**** The input ****

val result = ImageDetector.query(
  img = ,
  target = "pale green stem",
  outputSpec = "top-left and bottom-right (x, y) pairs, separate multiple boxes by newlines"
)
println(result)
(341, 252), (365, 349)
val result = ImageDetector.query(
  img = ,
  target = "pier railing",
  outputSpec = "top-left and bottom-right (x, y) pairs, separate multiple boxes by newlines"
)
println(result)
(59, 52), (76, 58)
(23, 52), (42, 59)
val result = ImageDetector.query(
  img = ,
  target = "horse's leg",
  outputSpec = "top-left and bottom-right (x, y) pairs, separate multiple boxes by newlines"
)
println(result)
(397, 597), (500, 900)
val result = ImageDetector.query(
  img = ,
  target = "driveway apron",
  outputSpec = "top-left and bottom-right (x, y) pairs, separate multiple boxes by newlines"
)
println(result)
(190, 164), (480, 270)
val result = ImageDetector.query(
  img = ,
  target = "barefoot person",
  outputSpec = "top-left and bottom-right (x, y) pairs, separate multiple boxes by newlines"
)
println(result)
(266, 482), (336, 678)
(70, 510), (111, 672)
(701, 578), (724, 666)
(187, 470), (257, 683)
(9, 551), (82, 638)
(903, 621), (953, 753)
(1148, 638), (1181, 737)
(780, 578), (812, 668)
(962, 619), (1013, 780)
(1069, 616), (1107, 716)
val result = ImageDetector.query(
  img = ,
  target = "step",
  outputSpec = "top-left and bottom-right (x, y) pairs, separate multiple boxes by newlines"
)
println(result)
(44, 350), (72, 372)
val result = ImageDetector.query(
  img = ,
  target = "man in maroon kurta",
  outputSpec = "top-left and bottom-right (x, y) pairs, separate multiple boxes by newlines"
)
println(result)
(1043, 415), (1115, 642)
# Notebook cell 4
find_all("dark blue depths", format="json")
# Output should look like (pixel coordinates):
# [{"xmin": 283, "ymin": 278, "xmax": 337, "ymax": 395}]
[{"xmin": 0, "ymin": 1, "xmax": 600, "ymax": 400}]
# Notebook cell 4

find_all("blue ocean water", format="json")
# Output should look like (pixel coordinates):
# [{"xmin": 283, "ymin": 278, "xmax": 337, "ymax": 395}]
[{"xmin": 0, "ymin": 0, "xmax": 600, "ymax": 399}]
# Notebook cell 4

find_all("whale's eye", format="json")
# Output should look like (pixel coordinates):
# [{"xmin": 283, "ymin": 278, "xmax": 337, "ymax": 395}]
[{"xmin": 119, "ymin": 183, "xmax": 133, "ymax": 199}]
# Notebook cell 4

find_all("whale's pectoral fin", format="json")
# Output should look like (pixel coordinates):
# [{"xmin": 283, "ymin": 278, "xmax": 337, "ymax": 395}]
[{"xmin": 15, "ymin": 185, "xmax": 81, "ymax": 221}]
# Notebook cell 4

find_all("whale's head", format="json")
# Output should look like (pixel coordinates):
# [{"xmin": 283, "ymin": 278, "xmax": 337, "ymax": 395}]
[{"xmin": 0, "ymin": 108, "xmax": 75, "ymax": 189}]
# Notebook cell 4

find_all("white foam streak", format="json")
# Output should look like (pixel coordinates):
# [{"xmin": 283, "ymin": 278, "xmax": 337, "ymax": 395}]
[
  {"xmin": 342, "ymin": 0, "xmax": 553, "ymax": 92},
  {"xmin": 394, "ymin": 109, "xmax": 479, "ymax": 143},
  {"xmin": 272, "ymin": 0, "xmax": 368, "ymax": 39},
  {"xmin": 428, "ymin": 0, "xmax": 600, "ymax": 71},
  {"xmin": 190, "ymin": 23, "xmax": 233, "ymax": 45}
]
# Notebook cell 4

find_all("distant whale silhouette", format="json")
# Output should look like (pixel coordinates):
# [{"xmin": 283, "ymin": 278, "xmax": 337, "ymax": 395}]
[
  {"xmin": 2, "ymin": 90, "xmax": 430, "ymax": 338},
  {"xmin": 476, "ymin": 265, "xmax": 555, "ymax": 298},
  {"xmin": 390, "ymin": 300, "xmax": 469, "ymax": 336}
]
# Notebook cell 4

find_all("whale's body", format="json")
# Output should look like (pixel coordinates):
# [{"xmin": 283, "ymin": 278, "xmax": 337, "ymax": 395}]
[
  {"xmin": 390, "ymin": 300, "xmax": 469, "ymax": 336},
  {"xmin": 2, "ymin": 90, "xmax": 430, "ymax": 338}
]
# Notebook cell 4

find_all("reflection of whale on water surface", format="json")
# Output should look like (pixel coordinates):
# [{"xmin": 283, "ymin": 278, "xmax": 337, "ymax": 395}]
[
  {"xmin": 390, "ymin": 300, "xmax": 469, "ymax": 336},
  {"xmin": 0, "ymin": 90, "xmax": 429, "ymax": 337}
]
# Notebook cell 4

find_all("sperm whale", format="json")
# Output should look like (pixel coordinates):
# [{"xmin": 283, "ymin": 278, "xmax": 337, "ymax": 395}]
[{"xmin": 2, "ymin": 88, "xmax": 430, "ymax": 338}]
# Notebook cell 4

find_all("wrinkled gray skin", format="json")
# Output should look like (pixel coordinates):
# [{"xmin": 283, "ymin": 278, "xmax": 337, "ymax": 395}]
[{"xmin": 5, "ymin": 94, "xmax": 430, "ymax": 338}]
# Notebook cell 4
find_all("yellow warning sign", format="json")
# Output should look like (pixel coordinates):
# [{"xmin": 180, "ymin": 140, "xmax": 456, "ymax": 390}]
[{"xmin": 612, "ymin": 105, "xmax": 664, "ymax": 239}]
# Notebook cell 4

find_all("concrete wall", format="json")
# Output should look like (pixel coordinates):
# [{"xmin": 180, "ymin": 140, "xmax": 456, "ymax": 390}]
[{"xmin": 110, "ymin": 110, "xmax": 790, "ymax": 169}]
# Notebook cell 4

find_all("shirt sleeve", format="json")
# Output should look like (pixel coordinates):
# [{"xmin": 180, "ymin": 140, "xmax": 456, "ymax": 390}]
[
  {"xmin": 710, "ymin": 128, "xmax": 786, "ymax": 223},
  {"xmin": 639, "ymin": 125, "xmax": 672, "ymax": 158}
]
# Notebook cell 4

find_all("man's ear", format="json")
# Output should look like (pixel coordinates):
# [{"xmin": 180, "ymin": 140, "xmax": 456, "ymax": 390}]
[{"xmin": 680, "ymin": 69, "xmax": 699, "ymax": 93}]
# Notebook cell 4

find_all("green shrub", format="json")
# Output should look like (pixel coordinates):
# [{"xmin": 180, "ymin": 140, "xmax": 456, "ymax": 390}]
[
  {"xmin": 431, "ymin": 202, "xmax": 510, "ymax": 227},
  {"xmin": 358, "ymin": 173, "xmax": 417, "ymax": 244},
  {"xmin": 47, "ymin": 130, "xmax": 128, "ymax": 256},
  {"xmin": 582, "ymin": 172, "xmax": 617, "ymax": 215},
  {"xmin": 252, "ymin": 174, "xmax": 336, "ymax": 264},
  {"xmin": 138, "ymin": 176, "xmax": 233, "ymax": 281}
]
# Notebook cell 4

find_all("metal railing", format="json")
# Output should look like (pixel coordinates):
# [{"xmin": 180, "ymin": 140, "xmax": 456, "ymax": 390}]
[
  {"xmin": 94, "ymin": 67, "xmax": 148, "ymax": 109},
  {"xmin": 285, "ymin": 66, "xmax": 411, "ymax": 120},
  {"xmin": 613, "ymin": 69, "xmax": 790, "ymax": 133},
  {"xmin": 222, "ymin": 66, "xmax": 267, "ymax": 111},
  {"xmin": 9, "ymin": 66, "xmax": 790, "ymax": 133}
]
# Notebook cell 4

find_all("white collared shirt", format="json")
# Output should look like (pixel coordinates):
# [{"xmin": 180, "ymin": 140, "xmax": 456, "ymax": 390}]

****

● What is expected
Reproduce the listing above with every "outputSpec" renamed to "outputFormat", leaving all other text unchanged.

● Task answer
val result = ImageDetector.query(
  img = ,
  target = "pale green stem",
  outputFormat = "top-left and bottom-right (x, y) pairs, separate multiple boxes by newlines"
)
println(result)
(341, 252), (365, 349)
val result = ImageDetector.query(
  img = ,
  target = "pier railing",
  outputFormat = "top-left and bottom-right (x, y) pairs, separate multiple boxes by newlines"
)
println(result)
(59, 52), (76, 58)
(23, 52), (42, 59)
val result = ImageDetector.query(
  img = ,
  target = "horse's leg",
  outputFormat = "top-left and bottom-right (x, y) pairs, separate multiple boxes by newlines"
)
println(result)
(397, 597), (500, 900)
val result = ImageDetector.query(
  img = ,
  target = "driveway apron",
  outputFormat = "top-left and bottom-right (x, y) pairs, separate multiple boxes by newlines"
)
println(result)
(190, 164), (480, 270)
val result = ImageDetector.query(
  img = ,
  target = "barefoot person",
  outputFormat = "top-left and bottom-right (x, y) pairs, separate multiple boxes by newlines"
)
println(result)
(266, 482), (336, 678)
(70, 510), (111, 672)
(701, 578), (724, 666)
(187, 470), (257, 683)
(9, 551), (82, 638)
(903, 621), (953, 753)
(1148, 638), (1181, 737)
(780, 578), (812, 668)
(962, 619), (1013, 780)
(1069, 616), (1107, 716)
val result = ImageDetector.query(
  img = ,
  target = "step",
  outputFormat = "top-left and bottom-right (x, y) pairs, separate multiple boxes by newlines"
)
println(result)
(44, 350), (72, 372)
val result = ImageDetector.query(
  img = ,
  target = "man in maroon kurta",
  outputFormat = "top-left and bottom-right (x, y) pairs, separate multiple boxes by newlines"
)
println(result)
(1043, 415), (1115, 642)
# Notebook cell 4
find_all("dark blue depths", format="json")
# Output should look like (pixel coordinates):
# [{"xmin": 283, "ymin": 278, "xmax": 337, "ymax": 395}]
[{"xmin": 0, "ymin": 1, "xmax": 600, "ymax": 400}]
# Notebook cell 4

find_all("blue ocean water", format="json")
# Output should look like (pixel coordinates):
# [{"xmin": 283, "ymin": 278, "xmax": 337, "ymax": 395}]
[{"xmin": 0, "ymin": 0, "xmax": 600, "ymax": 399}]
# Notebook cell 4

find_all("whale's eye", format="json")
# Output should look like (pixel coordinates):
# [{"xmin": 283, "ymin": 278, "xmax": 337, "ymax": 395}]
[{"xmin": 119, "ymin": 183, "xmax": 133, "ymax": 199}]
# Notebook cell 4

find_all("whale's pectoral fin", format="json")
# Output should look like (pixel coordinates):
# [{"xmin": 283, "ymin": 278, "xmax": 337, "ymax": 395}]
[{"xmin": 15, "ymin": 185, "xmax": 81, "ymax": 221}]
# Notebook cell 4

find_all("whale's head", format="json")
# Output should look like (pixel coordinates):
# [{"xmin": 283, "ymin": 278, "xmax": 337, "ymax": 395}]
[{"xmin": 0, "ymin": 108, "xmax": 75, "ymax": 189}]
# Notebook cell 4

find_all("white foam streak", format="json")
# Output should look like (pixel coordinates):
# [{"xmin": 283, "ymin": 278, "xmax": 337, "ymax": 395}]
[
  {"xmin": 342, "ymin": 0, "xmax": 553, "ymax": 92},
  {"xmin": 394, "ymin": 109, "xmax": 479, "ymax": 143},
  {"xmin": 272, "ymin": 0, "xmax": 368, "ymax": 39},
  {"xmin": 428, "ymin": 0, "xmax": 600, "ymax": 71},
  {"xmin": 190, "ymin": 23, "xmax": 233, "ymax": 45}
]
# Notebook cell 4

find_all("distant whale silhouette", format="json")
# Output should look like (pixel coordinates):
# [{"xmin": 283, "ymin": 278, "xmax": 337, "ymax": 395}]
[
  {"xmin": 2, "ymin": 90, "xmax": 430, "ymax": 338},
  {"xmin": 476, "ymin": 265, "xmax": 555, "ymax": 298},
  {"xmin": 390, "ymin": 300, "xmax": 469, "ymax": 336}
]
# Notebook cell 4

find_all("whale's body", format="json")
# Output should look like (pixel coordinates):
# [{"xmin": 283, "ymin": 278, "xmax": 337, "ymax": 395}]
[
  {"xmin": 390, "ymin": 300, "xmax": 469, "ymax": 336},
  {"xmin": 2, "ymin": 90, "xmax": 430, "ymax": 338}
]
# Notebook cell 4

find_all("reflection of whale on water surface", format="json")
# Output should look like (pixel coordinates):
# [{"xmin": 283, "ymin": 278, "xmax": 337, "ymax": 395}]
[
  {"xmin": 390, "ymin": 300, "xmax": 469, "ymax": 336},
  {"xmin": 0, "ymin": 90, "xmax": 429, "ymax": 337}
]
# Notebook cell 4

find_all("sperm whale", format="json")
# Output should look like (pixel coordinates):
# [{"xmin": 283, "ymin": 278, "xmax": 337, "ymax": 395}]
[{"xmin": 2, "ymin": 88, "xmax": 430, "ymax": 338}]
# Notebook cell 4

find_all("wrinkled gray skin", format="json")
# Output should look like (pixel coordinates):
# [{"xmin": 283, "ymin": 278, "xmax": 337, "ymax": 395}]
[{"xmin": 5, "ymin": 94, "xmax": 430, "ymax": 338}]
# Notebook cell 4
find_all("yellow warning sign", format="json")
# Output should look like (pixel coordinates):
# [{"xmin": 180, "ymin": 140, "xmax": 456, "ymax": 390}]
[{"xmin": 612, "ymin": 105, "xmax": 664, "ymax": 239}]
# Notebook cell 4

find_all("concrete wall", format="json")
# Output should look like (pixel coordinates):
# [{"xmin": 180, "ymin": 140, "xmax": 456, "ymax": 390}]
[{"xmin": 110, "ymin": 110, "xmax": 790, "ymax": 169}]
# Notebook cell 4

find_all("shirt sleeve", format="json")
# Output should look like (pixel coordinates):
# [{"xmin": 180, "ymin": 140, "xmax": 456, "ymax": 390}]
[
  {"xmin": 710, "ymin": 128, "xmax": 786, "ymax": 223},
  {"xmin": 639, "ymin": 125, "xmax": 672, "ymax": 158}
]
# Notebook cell 4

find_all("man's ear", format="json")
# Output should look like (pixel coordinates):
# [{"xmin": 180, "ymin": 140, "xmax": 456, "ymax": 390}]
[{"xmin": 680, "ymin": 69, "xmax": 699, "ymax": 93}]
# Notebook cell 4

find_all("green shrub", format="json")
# Output should look like (pixel coordinates):
# [{"xmin": 180, "ymin": 140, "xmax": 456, "ymax": 390}]
[
  {"xmin": 431, "ymin": 202, "xmax": 510, "ymax": 227},
  {"xmin": 358, "ymin": 173, "xmax": 417, "ymax": 244},
  {"xmin": 47, "ymin": 130, "xmax": 128, "ymax": 256},
  {"xmin": 582, "ymin": 172, "xmax": 617, "ymax": 215},
  {"xmin": 252, "ymin": 174, "xmax": 336, "ymax": 264},
  {"xmin": 138, "ymin": 176, "xmax": 233, "ymax": 281}
]
# Notebook cell 4

find_all("metal railing", format="json")
# Output should look like (pixel coordinates):
# [{"xmin": 180, "ymin": 140, "xmax": 456, "ymax": 390}]
[
  {"xmin": 94, "ymin": 67, "xmax": 148, "ymax": 109},
  {"xmin": 285, "ymin": 66, "xmax": 411, "ymax": 120},
  {"xmin": 613, "ymin": 69, "xmax": 790, "ymax": 133},
  {"xmin": 222, "ymin": 66, "xmax": 267, "ymax": 111},
  {"xmin": 9, "ymin": 66, "xmax": 790, "ymax": 133}
]
# Notebook cell 4

find_all("white collared shirt", format="json")
# Output should look like (pixel coordinates):
# [{"xmin": 180, "ymin": 140, "xmax": 456, "ymax": 390}]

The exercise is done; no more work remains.